• _Given passage_:
============

East Bay Climate Great for Cultivating Herbs

By Shirley Barker, Special to the Planet
Tuesday February 26, 2008

Surely the healthiest diet in the world is vegetarian, the one which balances the complementary proteins found in whole grains and legumes, which features a wide variety of brightly colored fruits and vegetables, and which is augmented by judicious amounts of dairy products.  

Gastro-intestinal ailments are rife among carnivores. Vegans are constantly at risk for nutritional deficiencies, often looking less healthy than their household pets. In contrast, this vegetarian cuisine is full of natural, not processed, life. 

We are fortunate in Berkeley to live where Indian, Arabic and Mexican groceries provide all kinds of lentils and beans as well as the chilis and spices to enliven them. Take for instance lentil soup, prosaic standby of many a wintry eve. Add to the brown or green or red lentils a dried reconstituted poblano chili, some tomato paste, chopped onion and parsnip, and lemon zest. Simmer for the time required to soften the lentils and one will enjoy a rich, savory soup that can not be bought in any form. 

Let us not forget to garnish the top with finely chopped parsley, for herbs contribute to the interest and value of vegetarian food. Fresh herbs are best used fresh, as they tend to be overwhelmed by other flavors when cooked. Dried, their pungency increases significantly. 

The following herbs grow readily in the East Bay. But first, a word on their cultivation.

============

• _Extracted records_:
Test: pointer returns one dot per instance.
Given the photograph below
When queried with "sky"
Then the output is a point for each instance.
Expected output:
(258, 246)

============

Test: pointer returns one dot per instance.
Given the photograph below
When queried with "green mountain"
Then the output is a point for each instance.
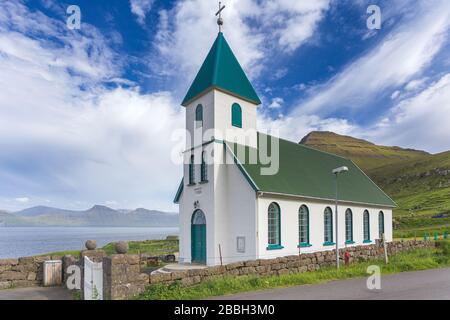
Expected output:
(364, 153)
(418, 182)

============

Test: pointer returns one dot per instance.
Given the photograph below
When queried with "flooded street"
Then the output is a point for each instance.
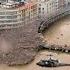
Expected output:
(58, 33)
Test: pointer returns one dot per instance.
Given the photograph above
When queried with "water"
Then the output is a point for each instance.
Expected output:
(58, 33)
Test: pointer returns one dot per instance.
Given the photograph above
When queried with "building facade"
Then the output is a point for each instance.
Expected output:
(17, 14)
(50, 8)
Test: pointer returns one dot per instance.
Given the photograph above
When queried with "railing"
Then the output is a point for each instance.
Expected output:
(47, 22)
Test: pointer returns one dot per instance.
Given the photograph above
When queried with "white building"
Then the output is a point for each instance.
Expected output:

============

• _What this exercise asks_:
• A. In the article on growing herbs in the East Bay, what should be used to garnish the top of the lentil soup?
• B. Continue the article on growing herbs in the East Bay from its last sentence.

• _Responses to the exercise_:
• A. Finely chopped parsley.

• B.
Culinary herbs are annual, perennial and biennial. Most herbs need their own space separate from the vegetable garden. Most need sharp drainage and lean soil. Many do well in pots, a good solution where space is limited. Provide drainage by placing pebbles in the base of pots to a depth of one inch. For heat and drought lovers, very fine gravel can be mixed with the potting soil and also used as a mulch. 

Although such herbs like a full day of sunlight, a surprising number tolerate some shade, and a few do better in it. 

The following have woody stems: 

Rosemary: Many varieties, from upright to prostrate. Take softwood cuttings after three years to perpetuate a favorite. 

Thyme: Similar to rosemary. Both do best with no fertilizer, little water. 

Origanum: Small flowers attract native bees, important pollinators, so shear after flowers are spent. Completely drought-tolerant here, once established. 

Sage: Similar to above. Many varieties, some quite large and fragrant. Salvia officinalis is garden sage. S. elegans, pineapple sage, is a large rangy shrub with scarlet flowers beloved by hummingbirds. 

All the above need their own space and are easy to dry.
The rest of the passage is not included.